__Task instructions__. Output every entry exactly as written.

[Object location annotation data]
● ● ●
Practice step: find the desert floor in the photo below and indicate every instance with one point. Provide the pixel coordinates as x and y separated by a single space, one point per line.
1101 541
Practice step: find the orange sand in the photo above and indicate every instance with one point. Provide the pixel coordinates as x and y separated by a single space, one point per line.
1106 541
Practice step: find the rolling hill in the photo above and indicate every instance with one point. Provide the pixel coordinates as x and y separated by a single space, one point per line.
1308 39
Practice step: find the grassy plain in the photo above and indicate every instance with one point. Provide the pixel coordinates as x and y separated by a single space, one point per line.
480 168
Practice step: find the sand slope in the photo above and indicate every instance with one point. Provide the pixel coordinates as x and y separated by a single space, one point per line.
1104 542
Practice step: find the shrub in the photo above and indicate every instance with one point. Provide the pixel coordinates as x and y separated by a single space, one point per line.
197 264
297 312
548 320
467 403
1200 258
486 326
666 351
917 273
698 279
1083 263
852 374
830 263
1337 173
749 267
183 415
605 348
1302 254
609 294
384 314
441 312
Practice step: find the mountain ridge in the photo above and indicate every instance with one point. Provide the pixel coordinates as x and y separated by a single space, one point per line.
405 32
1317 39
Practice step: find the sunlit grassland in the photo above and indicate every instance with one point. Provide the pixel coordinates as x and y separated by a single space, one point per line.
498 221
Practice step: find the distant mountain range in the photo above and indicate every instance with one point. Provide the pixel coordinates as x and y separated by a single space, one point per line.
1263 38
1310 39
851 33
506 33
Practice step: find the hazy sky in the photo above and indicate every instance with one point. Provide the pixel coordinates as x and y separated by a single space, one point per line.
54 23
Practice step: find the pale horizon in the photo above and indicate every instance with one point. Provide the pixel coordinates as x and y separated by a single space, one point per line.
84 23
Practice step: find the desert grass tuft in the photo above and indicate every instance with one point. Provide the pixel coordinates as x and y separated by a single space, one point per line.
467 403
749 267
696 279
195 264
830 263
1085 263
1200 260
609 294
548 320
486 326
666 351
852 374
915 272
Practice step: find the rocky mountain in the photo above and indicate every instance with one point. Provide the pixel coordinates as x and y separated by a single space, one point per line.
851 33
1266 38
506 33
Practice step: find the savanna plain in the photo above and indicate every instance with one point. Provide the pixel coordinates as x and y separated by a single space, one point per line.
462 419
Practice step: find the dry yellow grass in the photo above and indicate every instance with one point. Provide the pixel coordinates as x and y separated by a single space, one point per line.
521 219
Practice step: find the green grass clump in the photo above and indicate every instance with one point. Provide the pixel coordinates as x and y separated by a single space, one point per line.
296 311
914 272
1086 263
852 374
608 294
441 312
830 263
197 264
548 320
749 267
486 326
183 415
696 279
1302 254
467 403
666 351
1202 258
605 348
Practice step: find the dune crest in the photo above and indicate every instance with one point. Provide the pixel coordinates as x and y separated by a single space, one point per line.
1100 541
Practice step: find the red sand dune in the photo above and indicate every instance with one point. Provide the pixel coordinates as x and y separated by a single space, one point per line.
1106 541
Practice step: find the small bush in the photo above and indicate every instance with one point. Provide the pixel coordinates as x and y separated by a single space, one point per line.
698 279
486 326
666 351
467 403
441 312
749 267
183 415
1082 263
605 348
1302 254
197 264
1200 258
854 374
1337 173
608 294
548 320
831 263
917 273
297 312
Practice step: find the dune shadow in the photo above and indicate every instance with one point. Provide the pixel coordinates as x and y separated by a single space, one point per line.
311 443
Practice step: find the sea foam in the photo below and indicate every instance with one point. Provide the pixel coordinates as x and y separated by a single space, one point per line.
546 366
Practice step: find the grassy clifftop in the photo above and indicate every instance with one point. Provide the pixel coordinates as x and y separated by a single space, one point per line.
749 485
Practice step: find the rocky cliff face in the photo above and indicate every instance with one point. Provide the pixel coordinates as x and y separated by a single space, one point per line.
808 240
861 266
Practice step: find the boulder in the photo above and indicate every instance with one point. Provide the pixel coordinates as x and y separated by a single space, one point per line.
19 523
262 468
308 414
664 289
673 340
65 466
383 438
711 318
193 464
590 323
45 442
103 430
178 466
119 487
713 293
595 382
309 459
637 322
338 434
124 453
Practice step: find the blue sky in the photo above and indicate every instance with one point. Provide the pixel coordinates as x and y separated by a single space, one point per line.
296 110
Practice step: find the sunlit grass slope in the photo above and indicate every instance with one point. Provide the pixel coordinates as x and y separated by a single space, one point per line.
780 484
● ● ●
__Written answer__.
Practice step: find the desert floor in the photo below and indicate every instance with one point. Provide the pixel coordinates as x and y separated by a single space, one point per line.
1101 541
Practice step: find the orange sand in the photo above and indicate every instance with one point. Provide the pixel coordinates as x and y separated by a single space, one point per line.
1106 541
Practice step: find the rolling hill in the photo above and indicate every instance with one point. Provide the pixel coordinates as x and y separated by a single space, one point per line.
1308 39
Practice step: find the grassy plain in the photo above and indicate every instance with one point. Provide the pixel coordinates as x and y separated by a single space, one point per line.
480 168
Practice step: find the sand slope in the photo above and indicate every instance with one point. Provide the pixel coordinates as x and y separated by a single space, one point per line.
1104 542
Practice step: find the shrub in the photo above and indicate every instance with one point. Provide the pixel coordinates as x and y separated by a single space, one point per line.
197 264
297 312
548 320
467 403
1200 258
486 326
666 351
917 273
698 279
1083 263
852 374
830 263
1337 173
749 267
183 415
605 348
1302 254
609 294
384 314
441 312
Practice step: find the mountain ridge in the photo above and indicate every instance with one point. Provide the pixel coordinates as x and y separated by a single space, one point per line.
405 32
1317 39
Practice step: find the sunlit grassland in the photo above and indicate every instance with one point. Provide the pixel coordinates as x and y separated by a single space, one point per line.
498 221
Practice step: find the distant mountain range in the photo above and indicate every instance with one point. Provide the pixel coordinates as x and y separated by a single space, one point per line.
1263 38
1310 39
851 33
506 33
Practice step: find the hazy sky in the photo above and indicate every instance with one point. Provide the pixel coordinates as x and y separated by a single space, one point per line.
54 23
Practice step: find the pale horizon in the photo above and indicate every instance with one point. Provide the pixel coordinates as x and y separated by a single space, one point per line.
84 23
Practice step: find the desert grass tuft in the photo above and indicate every instance with one point. Provide the pixel coordinates as x and y separated by a single space, one point per line.
467 403
749 267
696 279
195 264
830 263
1085 263
1200 260
609 294
548 320
486 326
666 351
852 374
915 272
Practice step: find the rocky mountain in the photo above and indicate every instance with one point. Provide the pixel coordinates as x and y separated by a single space, one point per line.
851 33
1266 38
506 33
Practice step: find the savanna plain in the photo above and indicate every instance with one point. Provide the pixel coordinates as x and y separated by a single space, one point per line.
462 419
Practice step: find the dry yellow grass in the photo above and indicate every instance with one point. Provide the pixel coordinates as x and y separated by a single space, one point per line.
521 219
Practice step: find the green grass clump in the photo above and indicate every instance with one point. Provide the pixel coordinates as x and y separated by a single space, one point per line.
296 311
914 272
1086 263
852 374
608 294
441 312
830 263
197 264
548 320
749 267
486 326
183 415
696 279
1302 254
467 403
666 351
1202 258
605 348
Practice step: find the dune crest in the photo above and indicate every instance with one point. Provide the pixel coordinates as x and y separated by a single space, one point per line.
1100 541
Practice step: find the red sand dune in the photo above and indicate every instance with one point. Provide the pixel coordinates as x and y separated by a single space, one point per line.
1106 541
Practice step: find the small bush in the photo above and indicate every instance with one point. Provide the pixel coordinates as x and y separated by a single space, one point per line.
698 279
486 326
666 351
467 403
441 312
749 267
183 415
1082 263
605 348
1302 254
197 264
1200 258
854 374
1337 173
608 294
548 320
831 263
917 273
297 312
Practice step: find the dune shadow in the photo above and indicate every instance with one point. Provide the pixel coordinates as x and y separated by a single space, one point per line.
311 443
Practice step: find the sea foam in the photo below and indicate every instance with one point. Provide the pixel coordinates as x and y separated by a single space, one point per line.
546 366
Practice step: find the grassy clifftop in the photo above and indicate every instance with one point. Provide the pixel coordinates as x and y separated by a single space, one point per line.
749 485
Practice step: find the rocky cliff face in the photo above and indicate every instance with one point. Provide the pixel coordinates as x and y separated by a single space, one point per line.
808 240
861 266
Practice step: find the boulder in the photo above and indicate every instance with one point. Provide the pixel coordinates as x and y separated by a single space, one point per line.
19 523
262 468
308 414
664 289
673 340
65 466
383 438
711 318
193 464
590 323
45 442
103 430
178 466
119 487
713 293
595 382
309 459
637 322
338 434
124 453
Practice step: find the blue sky in the photo above and indicate every instance with one point. Provide the pixel coordinates as x and y separated by a single space, one point per line.
296 110
Practice step: find the sunlit grass slope in the photo above and indicate every instance with one point. Provide the pixel coordinates as x and y separated by a single space, one point per line.
780 484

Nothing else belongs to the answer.